■ **JOB**: Copy all the entries below, swapping "boulder" for "rock" and leaving everything else unchanged. Omit the pictures from your copy.

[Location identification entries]
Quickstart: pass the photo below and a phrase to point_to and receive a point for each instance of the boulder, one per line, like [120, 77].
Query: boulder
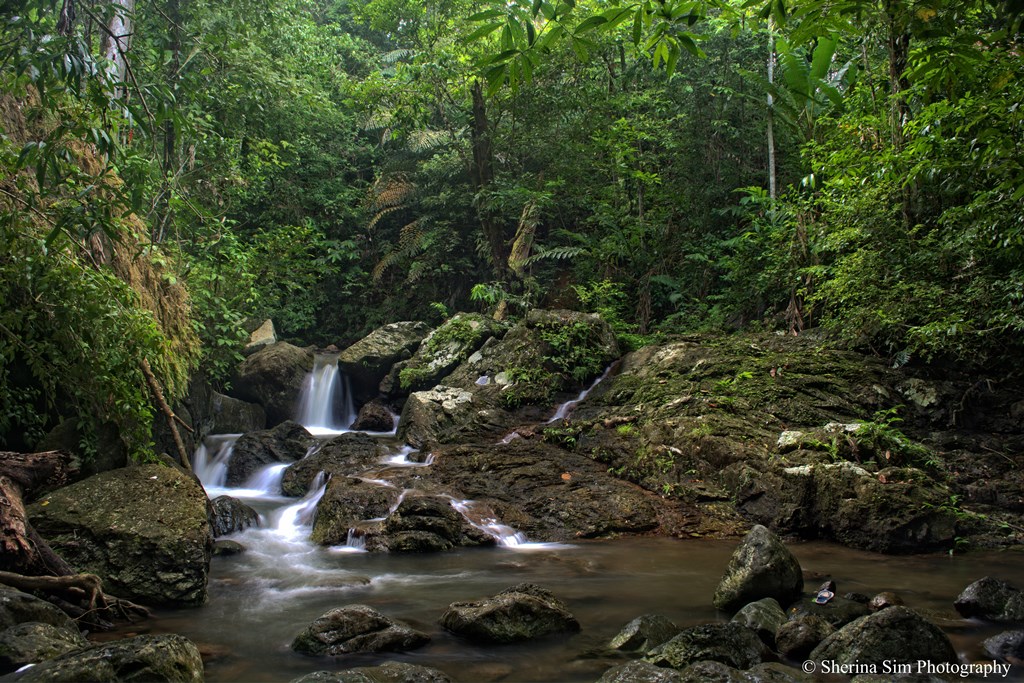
[730, 644]
[347, 455]
[392, 672]
[369, 360]
[229, 515]
[640, 672]
[374, 417]
[799, 636]
[169, 658]
[894, 635]
[286, 442]
[763, 617]
[439, 353]
[143, 529]
[273, 377]
[761, 567]
[644, 633]
[17, 607]
[521, 612]
[1007, 646]
[356, 629]
[429, 523]
[991, 599]
[346, 502]
[838, 611]
[233, 416]
[33, 642]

■ **WRITTEN ANSWER**:
Quickstart: pass the photo below and a phrase to point_to and receive a point for each instance of the rock, one per line, like [120, 77].
Query: rock
[730, 644]
[347, 455]
[392, 672]
[369, 360]
[229, 515]
[640, 672]
[374, 417]
[799, 636]
[169, 658]
[894, 635]
[286, 442]
[763, 617]
[439, 353]
[143, 529]
[273, 377]
[761, 567]
[644, 633]
[17, 607]
[521, 612]
[1007, 646]
[356, 629]
[429, 523]
[991, 599]
[346, 502]
[838, 611]
[233, 416]
[33, 642]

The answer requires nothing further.